- To do -
Retype each entry below precisely as it reads.

[Source records]
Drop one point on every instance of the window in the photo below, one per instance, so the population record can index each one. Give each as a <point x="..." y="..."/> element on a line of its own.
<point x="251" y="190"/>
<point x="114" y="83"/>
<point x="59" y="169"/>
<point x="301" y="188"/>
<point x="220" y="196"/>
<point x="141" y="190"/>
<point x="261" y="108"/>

- Problem solution -
Drop one point on every instance of the window in the photo below, one per instance, so the population record can index each one. Give each as a <point x="..." y="..."/> element on a line of its own.
<point x="251" y="190"/>
<point x="114" y="83"/>
<point x="59" y="169"/>
<point x="301" y="188"/>
<point x="220" y="196"/>
<point x="141" y="190"/>
<point x="261" y="108"/>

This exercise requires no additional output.